Исходный отрывок:
⁂

История, которую мог бы рассказать Чехов, или даже Чехонте. Нечто вроде “Смерти чиновника” – о плевке на лысину его превосходительства.
Жил в Париже старичок, когда-то лицо виднейшее, чуть ли не товарищ министра, и ежедневно ходил обедать в скромный русский ресторан под названием “Ласточка”.
Прислуживали в ресторане дамы обычного эмигрантского типа: каждая бывала при дворе, у всех были несметные миллионы, особняки, кареты, имения, а если случалось, одна из них была артисткой, то конечно знаменитостью и солисткой Его Величества. Других дам, как всем известно, в эмиграции до крайности мало.
К старичку, по его бедности, отношение было пренебрежительное.
– Будьте любезны, сударыня… биточки в сметане!

⁂

Задания:
- a) Как назывался русский ресторан, в котором ежедневно обедал старичок из отрывка?
- b) Верните из отрывка без изменений всё, начиная со слов «Жил в Париже» и вплоть до слов «биточки в сметане!».

⁂

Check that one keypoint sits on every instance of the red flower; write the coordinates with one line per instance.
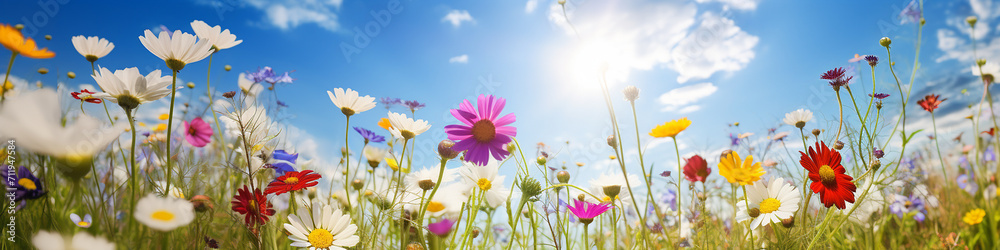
(930, 102)
(696, 169)
(292, 181)
(827, 175)
(253, 205)
(86, 96)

⁂

Решения:
- a) «Ласточка».

- b)
Жил в Париже старичок, когда-то лицо виднейшее, чуть ли не товарищ министра, и ежедневно ходил обедать в скромный русский ресторан под названием “Ласточка”.
Прислуживали в ресторане дамы обычного эмигрантского типа: каждая бывала при дворе, у всех были несметные миллионы, особняки, кареты, имения, а если случалось, одна из них была артисткой, то конечно знаменитостью и солисткой Его Величества. Других дам, как всем известно, в эмиграции до крайности мало.
К старичку, по его бедности, отношение было пренебрежительное.
– Будьте любезны, сударыня… биточки в сметане!